▸ Activity: Return verbatim the portion of the material below that starts at the line containing "As a warehouse robot's perception module, locate ear" and ends at its last line.
##############################
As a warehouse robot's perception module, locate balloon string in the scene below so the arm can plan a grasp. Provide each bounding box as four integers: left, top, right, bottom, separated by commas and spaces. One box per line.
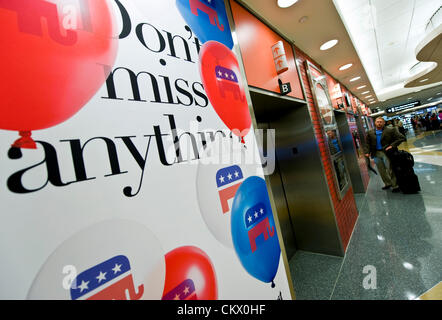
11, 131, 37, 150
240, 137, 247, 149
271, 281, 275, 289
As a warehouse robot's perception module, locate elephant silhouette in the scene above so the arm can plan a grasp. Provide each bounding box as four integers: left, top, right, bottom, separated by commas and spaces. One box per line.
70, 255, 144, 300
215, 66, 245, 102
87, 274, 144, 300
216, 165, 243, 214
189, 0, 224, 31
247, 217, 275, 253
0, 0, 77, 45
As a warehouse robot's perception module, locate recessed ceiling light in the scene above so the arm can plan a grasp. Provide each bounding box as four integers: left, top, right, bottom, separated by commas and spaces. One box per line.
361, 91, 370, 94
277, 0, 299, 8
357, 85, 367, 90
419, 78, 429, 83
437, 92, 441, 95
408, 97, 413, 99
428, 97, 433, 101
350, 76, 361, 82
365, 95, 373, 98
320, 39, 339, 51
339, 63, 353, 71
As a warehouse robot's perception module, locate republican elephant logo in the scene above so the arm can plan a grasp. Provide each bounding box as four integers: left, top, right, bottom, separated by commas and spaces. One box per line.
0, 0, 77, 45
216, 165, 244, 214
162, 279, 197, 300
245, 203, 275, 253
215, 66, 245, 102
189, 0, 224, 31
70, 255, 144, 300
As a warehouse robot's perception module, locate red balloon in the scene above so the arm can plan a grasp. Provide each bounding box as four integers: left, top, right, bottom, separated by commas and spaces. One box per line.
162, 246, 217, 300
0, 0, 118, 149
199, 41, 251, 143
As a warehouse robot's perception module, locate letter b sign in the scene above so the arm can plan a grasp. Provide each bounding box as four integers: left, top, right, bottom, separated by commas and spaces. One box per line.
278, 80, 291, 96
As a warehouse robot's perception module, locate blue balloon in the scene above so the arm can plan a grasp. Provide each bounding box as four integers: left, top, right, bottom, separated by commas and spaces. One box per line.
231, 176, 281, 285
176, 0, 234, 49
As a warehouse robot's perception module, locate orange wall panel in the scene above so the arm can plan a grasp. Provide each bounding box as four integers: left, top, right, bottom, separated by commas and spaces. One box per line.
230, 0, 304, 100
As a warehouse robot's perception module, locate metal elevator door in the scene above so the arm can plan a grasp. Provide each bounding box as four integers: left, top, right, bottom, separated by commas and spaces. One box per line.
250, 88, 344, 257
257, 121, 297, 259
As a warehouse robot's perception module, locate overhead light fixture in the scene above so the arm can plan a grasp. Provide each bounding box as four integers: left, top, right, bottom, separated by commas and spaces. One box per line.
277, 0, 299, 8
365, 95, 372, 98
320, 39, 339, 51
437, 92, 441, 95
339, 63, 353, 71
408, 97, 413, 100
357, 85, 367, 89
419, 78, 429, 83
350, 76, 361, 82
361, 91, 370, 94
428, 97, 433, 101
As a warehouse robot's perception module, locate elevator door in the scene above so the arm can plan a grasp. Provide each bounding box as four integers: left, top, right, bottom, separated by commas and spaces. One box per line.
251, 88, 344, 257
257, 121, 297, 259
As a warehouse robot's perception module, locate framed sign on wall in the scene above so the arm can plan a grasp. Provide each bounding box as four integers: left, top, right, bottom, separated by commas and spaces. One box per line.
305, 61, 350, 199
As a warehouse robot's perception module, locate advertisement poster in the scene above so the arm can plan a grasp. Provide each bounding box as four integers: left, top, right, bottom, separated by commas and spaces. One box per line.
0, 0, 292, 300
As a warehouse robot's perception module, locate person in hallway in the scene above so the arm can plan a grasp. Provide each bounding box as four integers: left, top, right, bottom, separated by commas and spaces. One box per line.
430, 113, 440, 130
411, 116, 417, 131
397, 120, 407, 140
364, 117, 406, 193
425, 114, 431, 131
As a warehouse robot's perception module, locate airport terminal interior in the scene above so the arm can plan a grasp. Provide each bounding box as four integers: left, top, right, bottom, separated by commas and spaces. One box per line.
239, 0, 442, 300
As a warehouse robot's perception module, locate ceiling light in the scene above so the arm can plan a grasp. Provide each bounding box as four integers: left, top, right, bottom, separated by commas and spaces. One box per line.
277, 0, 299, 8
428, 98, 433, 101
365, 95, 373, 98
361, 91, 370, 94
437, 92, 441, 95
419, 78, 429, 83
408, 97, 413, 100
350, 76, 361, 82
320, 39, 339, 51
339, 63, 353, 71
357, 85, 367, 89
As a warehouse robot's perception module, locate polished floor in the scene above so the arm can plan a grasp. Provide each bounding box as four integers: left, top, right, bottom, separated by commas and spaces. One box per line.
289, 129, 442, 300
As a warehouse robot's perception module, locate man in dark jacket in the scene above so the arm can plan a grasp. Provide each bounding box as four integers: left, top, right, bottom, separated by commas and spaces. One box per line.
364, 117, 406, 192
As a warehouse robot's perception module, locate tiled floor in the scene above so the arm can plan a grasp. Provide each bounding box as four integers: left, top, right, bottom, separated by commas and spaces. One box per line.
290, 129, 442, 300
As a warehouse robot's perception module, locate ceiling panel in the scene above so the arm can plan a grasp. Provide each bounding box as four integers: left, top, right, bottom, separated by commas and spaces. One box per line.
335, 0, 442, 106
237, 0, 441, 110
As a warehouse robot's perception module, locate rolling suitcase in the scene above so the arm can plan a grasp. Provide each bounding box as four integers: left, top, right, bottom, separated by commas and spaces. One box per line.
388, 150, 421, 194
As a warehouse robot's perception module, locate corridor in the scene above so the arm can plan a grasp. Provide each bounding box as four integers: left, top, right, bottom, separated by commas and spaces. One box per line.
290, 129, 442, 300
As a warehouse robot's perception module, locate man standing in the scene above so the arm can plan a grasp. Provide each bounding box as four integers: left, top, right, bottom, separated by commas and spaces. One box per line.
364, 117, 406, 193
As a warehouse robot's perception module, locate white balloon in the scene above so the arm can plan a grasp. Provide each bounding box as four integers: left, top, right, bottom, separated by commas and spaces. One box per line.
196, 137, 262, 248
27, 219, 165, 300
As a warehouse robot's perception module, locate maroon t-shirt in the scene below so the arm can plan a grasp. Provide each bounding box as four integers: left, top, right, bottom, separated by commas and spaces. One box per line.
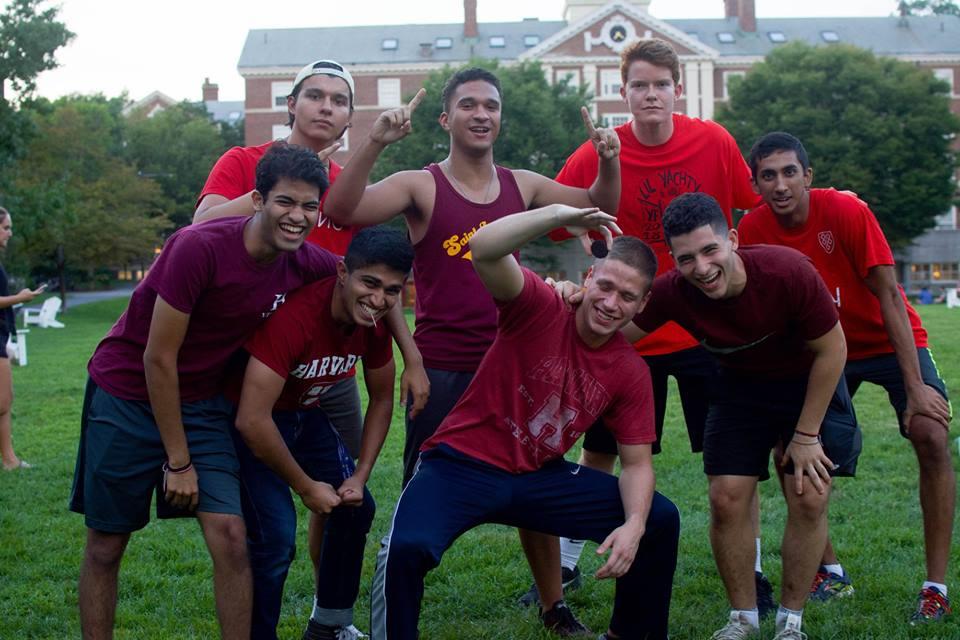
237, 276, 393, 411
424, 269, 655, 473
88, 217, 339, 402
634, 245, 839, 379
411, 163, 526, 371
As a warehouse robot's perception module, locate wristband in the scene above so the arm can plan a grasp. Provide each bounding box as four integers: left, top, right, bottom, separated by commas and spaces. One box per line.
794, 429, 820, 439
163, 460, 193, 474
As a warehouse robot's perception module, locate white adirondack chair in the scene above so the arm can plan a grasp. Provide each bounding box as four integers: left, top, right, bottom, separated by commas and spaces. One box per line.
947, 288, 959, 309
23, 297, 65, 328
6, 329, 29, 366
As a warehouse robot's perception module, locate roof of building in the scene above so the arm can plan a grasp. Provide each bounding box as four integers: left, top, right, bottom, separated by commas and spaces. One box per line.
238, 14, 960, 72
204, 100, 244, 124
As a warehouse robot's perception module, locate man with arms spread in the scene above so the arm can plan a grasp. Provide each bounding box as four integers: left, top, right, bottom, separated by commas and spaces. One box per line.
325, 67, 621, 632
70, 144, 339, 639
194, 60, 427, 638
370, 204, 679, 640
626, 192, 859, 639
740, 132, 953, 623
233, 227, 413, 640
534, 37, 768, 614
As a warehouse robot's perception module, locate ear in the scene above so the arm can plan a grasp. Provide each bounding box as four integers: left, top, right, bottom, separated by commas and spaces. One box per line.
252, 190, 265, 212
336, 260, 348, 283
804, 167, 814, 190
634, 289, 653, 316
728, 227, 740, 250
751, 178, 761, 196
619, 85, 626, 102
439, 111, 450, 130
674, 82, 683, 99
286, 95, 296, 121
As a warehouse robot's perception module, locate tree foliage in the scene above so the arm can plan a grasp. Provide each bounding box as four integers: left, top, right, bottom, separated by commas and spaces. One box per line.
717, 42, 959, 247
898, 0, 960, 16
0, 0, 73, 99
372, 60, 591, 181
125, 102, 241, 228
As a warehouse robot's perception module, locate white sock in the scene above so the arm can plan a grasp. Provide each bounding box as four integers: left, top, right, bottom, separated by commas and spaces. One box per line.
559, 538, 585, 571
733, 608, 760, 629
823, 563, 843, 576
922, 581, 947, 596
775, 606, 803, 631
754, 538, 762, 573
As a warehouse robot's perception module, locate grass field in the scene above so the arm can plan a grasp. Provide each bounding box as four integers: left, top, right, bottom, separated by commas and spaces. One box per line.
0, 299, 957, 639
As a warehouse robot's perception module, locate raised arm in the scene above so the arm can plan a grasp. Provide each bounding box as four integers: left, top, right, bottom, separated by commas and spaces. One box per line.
##############################
▸ Solution below:
As a warehouse robot's perception module, locate ear in the scene above so the arm can plan a grasp. Provide each bounding box as four integers: left, top, right, bottom, separated by commas and spaces. One box per line.
252, 190, 265, 212
336, 260, 348, 283
804, 167, 814, 190
634, 289, 653, 316
728, 227, 740, 250
751, 178, 761, 196
619, 85, 626, 102
439, 111, 450, 130
674, 82, 683, 99
286, 95, 296, 121
As a warehouse robot's perception module, locate tree foliage in the scene above so the arm can plan a grasp. Provide each bounding box as four integers: left, top, right, bottom, separated by commas and spaces. One box per line.
717, 42, 959, 247
898, 0, 960, 16
0, 0, 73, 99
372, 60, 591, 181
125, 102, 241, 228
As a warehouse robot's perception module, locate white sock in the scene above so the arm can plan a grasp. Provide each bounding box as four integers: left, top, right, bottom, separated by commas and spaces. One box per line.
559, 538, 585, 571
733, 608, 760, 629
823, 563, 843, 576
922, 581, 947, 596
775, 606, 803, 631
754, 538, 762, 573
As a warehouse robot's perception module, locate grass field in the scene above so the arm can plan a grasp. Provide each bounding box as four integers: left, top, right, bottom, separated by commas and spaces. One box per line.
0, 299, 957, 639
As a warehouse robot's perception module, locate raised arm in the scene above so the arm can plan a grasp. Provide each bounding box as four integers: left, top, right, bottom, separated by commas and spaces. One box per line.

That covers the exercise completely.